### Aim of the exercise:
Reproduce word for word the passage of the weblog communities paper below that begins with "Distribution of these" and ends after "of weblog communities.".

### Document:
-.-.-
Community Discovery and Analysis in Blogspace
Ying Zhou, Joseph Davis
School of Information Technologies, The University of Sydney, Australia
{zhouy, jdavis}@it.usyd.edu.au
Copyright is held by the World Wide Web Conference Committee (IW3C2).
Distribution of these papers is limited to classroom use, and personal use by others.
WWW 2006, May 23.26, 2006, Edinburgh, Scotland.
ACM 1-59593-323-9/06/0005.
ABSTRACT
Weblog has quickly evolved into a new information and knowledge dissemination channel. Yet it is not easy to discover weblog communities through keyword search. The main contribution of this paper is the study of weblog communities from the perspective of social network analysis. We proposed a new way of collecting and preparing data for weblog community discovery. The data collection stage focuses on gaining knowledge of the strength of social ties between weblogs. The strength of social ties and the clustering feature of social network guided the discovery of weblog communities.
Categories and Subject Descriptors
H.3.3 [Information Search and Retrieval]:
Clustering and Retrieval models.
General Terms
Algorithms, Experimentation,
Keywords
Weblog, Community, Social Network, Social tie
Weblogging has been the latest Internet killer application, with thousands of blogs added to the Internet everyday. For a simple definition, weblogs are web pages with several dated entries usually arranged in reverse chronological order [3] . Each entry of a blog has its own "permalink"( Permanent URL address). In most cases, all entriess of a particular weblog are written by a single author. Sometimes, a weblog can have a few co-authors. The authors of blog entries are called bloggers.
The rapid growth in weblogs promotes a new, dynamic and loosely organized on-line community activity. Such communities are usually formed by bloggers listing each other on the side bar of their weblogs and especially by commenting on and citing each others's entries. The prominent feature of those communities is the speed and accuracy of capturing the latest discussion and information on an array of t opics ranging from politics to specific technologies. More and more Internet users are keen on locating and following the discussion of topics of their own interest from particular communities. Yet it is very difficult to discover such online communities, especially those that discuss less popular topics. Currently, people get to know those communities either through word of mouth, or through limited categorization or search services provided by well known websites such as New York Times which maintains a list of popular blogs under different categories. There are also a few specialized search engines such as Google's BlogSearch, bloglines.com, daypop.com and blogdex.com. Those specialized blog search services perform page level retrieval and are similar from traditional web keywords based search except that they have more focused content.
-.-.-
### Collected material:
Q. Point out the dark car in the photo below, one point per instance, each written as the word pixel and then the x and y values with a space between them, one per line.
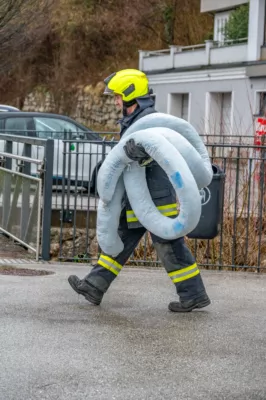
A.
pixel 44 125
pixel 60 127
-.-.-
### Output of the task:
Distribution of these papers is limited to classroom use, and personal use by others.
WWW 2006, May 23.26, 2006, Edinburgh, Scotland.
ACM 1-59593-323-9/06/0005.
ABSTRACT
Weblog has quickly evolved into a new information and knowledge dissemination channel. Yet it is not easy to discover weblog communities through keyword search. The main contribution of this paper is the study of weblog communities from the perspective of social network analysis. We proposed a new way of collecting and preparing data for weblog community discovery. The data collection stage focuses on gaining knowledge of the strength of social ties between weblogs. The strength of social ties and the clustering feature of social network guided the discovery of weblog communities.